Find every line in the records below that contains the word "water", and copy each of those lines in full.

*Material provided*:
<<<<
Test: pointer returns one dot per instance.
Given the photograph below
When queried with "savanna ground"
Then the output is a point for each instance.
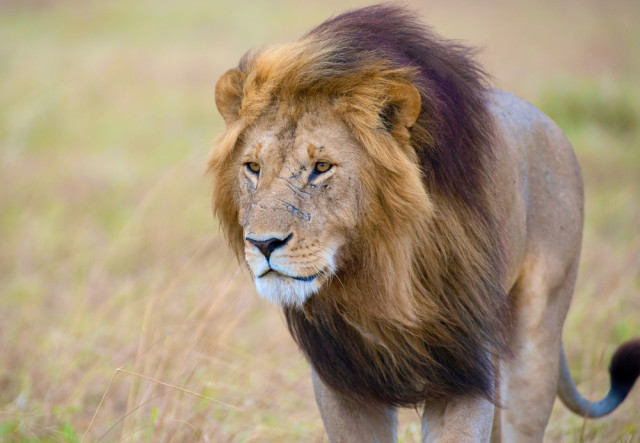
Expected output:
(123, 316)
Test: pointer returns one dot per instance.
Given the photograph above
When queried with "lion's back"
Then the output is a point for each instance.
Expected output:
(541, 184)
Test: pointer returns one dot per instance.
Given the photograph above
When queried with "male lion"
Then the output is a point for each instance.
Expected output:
(420, 230)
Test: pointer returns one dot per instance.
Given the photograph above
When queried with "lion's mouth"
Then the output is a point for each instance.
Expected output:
(299, 278)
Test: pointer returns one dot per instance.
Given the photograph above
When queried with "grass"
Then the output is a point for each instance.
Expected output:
(123, 315)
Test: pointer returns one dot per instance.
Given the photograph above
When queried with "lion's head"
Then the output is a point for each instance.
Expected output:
(352, 181)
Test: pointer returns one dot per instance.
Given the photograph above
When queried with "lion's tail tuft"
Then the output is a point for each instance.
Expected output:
(624, 370)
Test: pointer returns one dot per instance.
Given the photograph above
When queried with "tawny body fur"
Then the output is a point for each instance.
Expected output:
(421, 231)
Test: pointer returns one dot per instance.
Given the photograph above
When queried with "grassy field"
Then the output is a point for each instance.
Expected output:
(122, 314)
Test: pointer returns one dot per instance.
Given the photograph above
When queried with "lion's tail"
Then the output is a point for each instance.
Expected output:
(624, 370)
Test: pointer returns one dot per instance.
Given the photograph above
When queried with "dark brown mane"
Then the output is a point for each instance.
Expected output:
(453, 140)
(419, 309)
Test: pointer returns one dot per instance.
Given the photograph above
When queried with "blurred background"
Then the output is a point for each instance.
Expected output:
(122, 314)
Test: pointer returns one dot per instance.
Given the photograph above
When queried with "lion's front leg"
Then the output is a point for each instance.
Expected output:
(460, 420)
(348, 421)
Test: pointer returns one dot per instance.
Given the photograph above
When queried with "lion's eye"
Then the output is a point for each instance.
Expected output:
(253, 167)
(321, 167)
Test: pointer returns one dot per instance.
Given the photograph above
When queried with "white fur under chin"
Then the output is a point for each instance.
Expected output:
(285, 291)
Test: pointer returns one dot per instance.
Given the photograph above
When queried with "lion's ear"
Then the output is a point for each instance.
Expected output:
(229, 94)
(403, 108)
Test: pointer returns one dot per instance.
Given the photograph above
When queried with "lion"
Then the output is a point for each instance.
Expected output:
(420, 230)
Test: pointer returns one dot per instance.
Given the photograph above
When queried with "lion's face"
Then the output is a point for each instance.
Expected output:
(299, 199)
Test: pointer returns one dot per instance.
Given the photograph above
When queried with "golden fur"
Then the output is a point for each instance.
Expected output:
(392, 267)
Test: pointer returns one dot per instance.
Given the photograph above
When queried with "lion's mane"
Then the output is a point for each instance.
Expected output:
(418, 310)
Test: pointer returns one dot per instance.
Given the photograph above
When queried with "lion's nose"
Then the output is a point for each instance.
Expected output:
(269, 245)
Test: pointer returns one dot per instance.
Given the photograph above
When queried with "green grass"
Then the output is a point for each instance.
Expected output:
(111, 259)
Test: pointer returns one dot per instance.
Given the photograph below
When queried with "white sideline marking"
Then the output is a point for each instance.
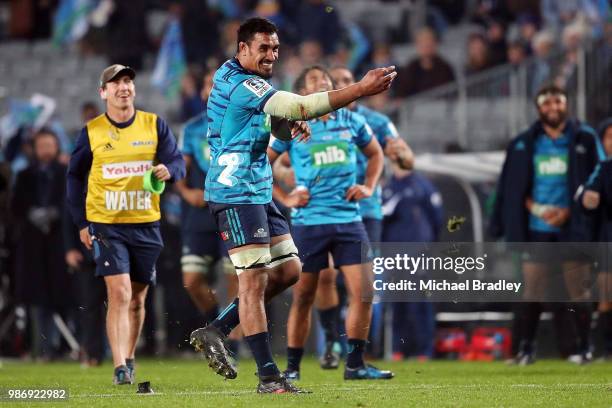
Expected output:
(371, 388)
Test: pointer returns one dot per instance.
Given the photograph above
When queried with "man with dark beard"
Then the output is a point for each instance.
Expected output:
(544, 167)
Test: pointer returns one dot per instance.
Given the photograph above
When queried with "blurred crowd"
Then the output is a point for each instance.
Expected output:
(47, 284)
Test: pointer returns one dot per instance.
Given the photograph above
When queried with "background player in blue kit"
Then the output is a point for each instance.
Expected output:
(201, 245)
(544, 167)
(239, 189)
(396, 149)
(329, 221)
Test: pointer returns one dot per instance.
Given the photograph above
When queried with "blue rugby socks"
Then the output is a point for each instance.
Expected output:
(228, 319)
(294, 358)
(354, 358)
(260, 348)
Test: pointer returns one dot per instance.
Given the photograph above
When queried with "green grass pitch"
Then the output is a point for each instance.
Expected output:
(187, 383)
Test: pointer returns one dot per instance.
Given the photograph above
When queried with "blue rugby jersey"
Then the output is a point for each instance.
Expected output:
(326, 166)
(383, 128)
(238, 135)
(193, 142)
(550, 164)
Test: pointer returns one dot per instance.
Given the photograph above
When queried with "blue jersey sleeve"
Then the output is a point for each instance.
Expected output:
(185, 141)
(279, 146)
(594, 182)
(76, 178)
(168, 152)
(252, 93)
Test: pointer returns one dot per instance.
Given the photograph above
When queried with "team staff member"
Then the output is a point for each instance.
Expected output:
(115, 216)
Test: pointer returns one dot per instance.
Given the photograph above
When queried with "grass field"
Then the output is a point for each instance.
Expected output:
(184, 383)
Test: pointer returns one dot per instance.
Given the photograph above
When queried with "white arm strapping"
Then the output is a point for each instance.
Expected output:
(291, 106)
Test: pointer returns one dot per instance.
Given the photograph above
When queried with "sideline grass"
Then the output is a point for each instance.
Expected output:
(186, 383)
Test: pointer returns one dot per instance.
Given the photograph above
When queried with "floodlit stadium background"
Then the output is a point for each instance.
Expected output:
(457, 120)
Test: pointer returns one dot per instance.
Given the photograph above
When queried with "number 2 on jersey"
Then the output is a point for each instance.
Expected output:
(231, 161)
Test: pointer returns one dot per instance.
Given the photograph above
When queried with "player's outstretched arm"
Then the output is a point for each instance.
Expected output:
(298, 107)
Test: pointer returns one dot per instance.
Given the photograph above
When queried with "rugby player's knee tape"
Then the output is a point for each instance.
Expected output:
(197, 264)
(282, 252)
(252, 258)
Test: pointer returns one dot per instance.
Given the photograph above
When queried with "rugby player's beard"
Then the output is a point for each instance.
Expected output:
(554, 123)
(266, 74)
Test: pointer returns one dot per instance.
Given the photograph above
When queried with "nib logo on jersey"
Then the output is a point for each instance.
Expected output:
(551, 165)
(329, 154)
(126, 169)
(261, 233)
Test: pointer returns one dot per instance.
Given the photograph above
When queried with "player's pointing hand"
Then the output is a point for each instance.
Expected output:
(377, 80)
(161, 172)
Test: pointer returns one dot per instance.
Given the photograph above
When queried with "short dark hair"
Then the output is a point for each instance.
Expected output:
(252, 26)
(300, 81)
(551, 89)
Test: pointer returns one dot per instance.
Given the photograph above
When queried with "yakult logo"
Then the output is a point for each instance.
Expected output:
(127, 169)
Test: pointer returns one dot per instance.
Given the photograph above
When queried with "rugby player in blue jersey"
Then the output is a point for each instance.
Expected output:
(239, 189)
(201, 245)
(328, 220)
(396, 149)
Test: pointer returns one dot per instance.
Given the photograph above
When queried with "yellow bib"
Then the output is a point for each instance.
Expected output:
(121, 156)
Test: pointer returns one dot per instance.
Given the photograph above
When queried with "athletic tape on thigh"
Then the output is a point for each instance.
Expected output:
(251, 258)
(282, 252)
(196, 264)
(227, 265)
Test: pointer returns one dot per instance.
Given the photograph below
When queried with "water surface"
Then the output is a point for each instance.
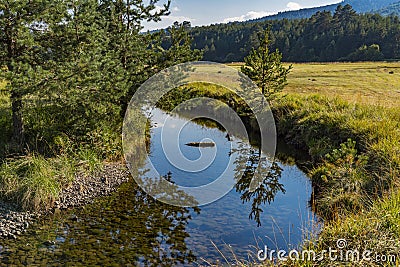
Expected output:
(130, 227)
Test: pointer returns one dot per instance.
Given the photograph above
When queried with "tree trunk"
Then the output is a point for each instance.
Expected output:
(18, 125)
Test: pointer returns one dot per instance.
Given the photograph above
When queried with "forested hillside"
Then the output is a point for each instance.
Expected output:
(341, 36)
(393, 9)
(384, 7)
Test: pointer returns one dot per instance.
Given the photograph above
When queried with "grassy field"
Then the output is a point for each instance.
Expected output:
(374, 83)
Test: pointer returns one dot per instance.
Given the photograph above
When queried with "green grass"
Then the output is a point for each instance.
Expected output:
(347, 116)
(363, 83)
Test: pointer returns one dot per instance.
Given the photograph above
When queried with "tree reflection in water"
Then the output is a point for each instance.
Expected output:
(128, 228)
(258, 167)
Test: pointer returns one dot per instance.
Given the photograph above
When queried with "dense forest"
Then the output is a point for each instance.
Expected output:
(383, 7)
(343, 35)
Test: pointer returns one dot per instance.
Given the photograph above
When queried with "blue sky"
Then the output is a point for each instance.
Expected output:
(205, 12)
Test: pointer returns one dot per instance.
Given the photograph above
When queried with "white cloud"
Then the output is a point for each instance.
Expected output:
(293, 6)
(249, 15)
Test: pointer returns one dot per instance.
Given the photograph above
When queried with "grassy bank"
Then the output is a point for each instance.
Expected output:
(347, 117)
(34, 180)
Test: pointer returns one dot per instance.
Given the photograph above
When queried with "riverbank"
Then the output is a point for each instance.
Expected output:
(82, 191)
(355, 150)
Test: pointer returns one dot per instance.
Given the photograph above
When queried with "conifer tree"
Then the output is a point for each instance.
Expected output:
(265, 68)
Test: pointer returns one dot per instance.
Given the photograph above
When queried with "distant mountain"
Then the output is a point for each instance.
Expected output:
(384, 7)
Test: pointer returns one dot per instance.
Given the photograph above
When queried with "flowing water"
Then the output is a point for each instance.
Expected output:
(131, 228)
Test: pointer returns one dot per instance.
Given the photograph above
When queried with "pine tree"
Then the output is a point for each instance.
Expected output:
(21, 25)
(265, 68)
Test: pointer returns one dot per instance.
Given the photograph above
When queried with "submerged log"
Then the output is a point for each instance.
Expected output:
(200, 144)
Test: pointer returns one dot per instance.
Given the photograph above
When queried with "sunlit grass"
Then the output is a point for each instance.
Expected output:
(375, 83)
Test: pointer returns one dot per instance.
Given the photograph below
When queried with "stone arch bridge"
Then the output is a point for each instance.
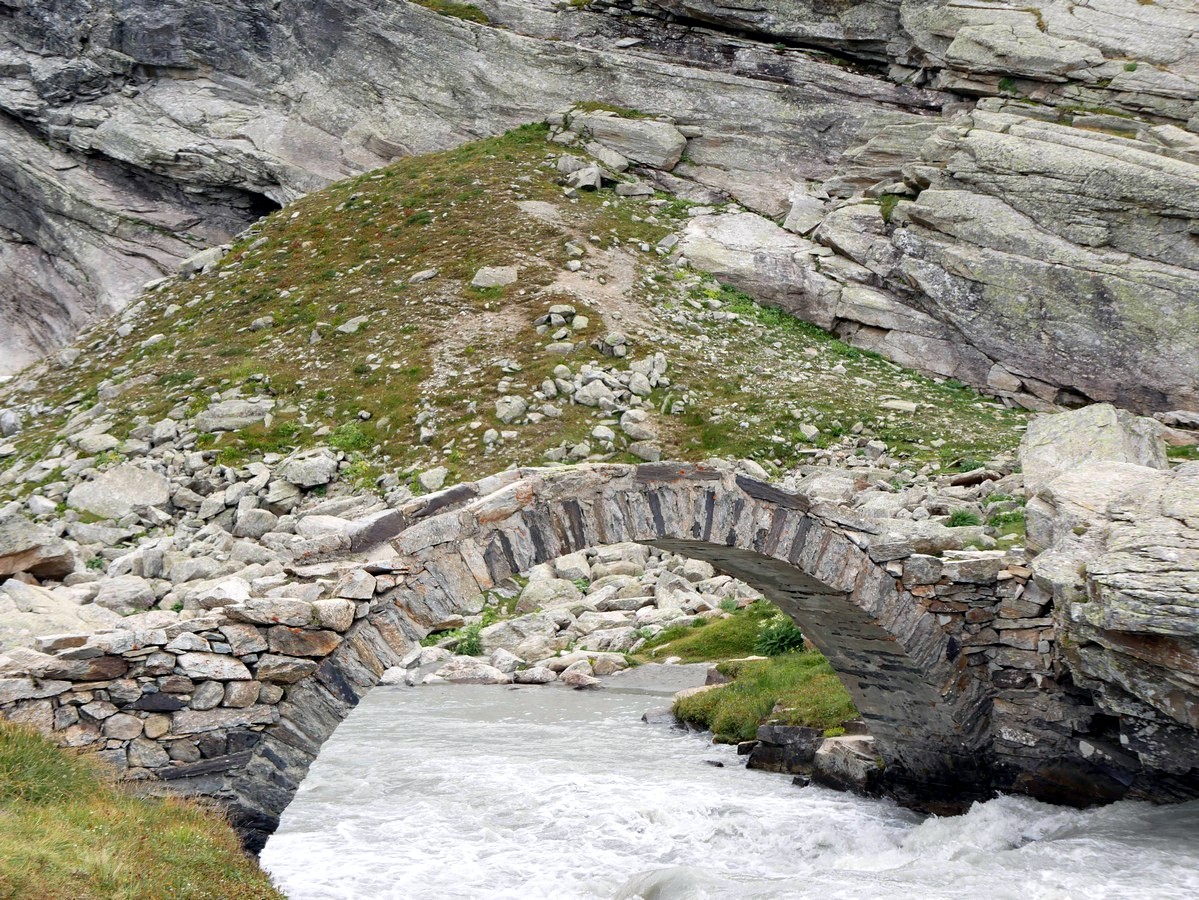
>>>>
*Output for this exercise*:
When queried with "water surface"
When queried with "tree reflection in water"
When queried with "flowing water"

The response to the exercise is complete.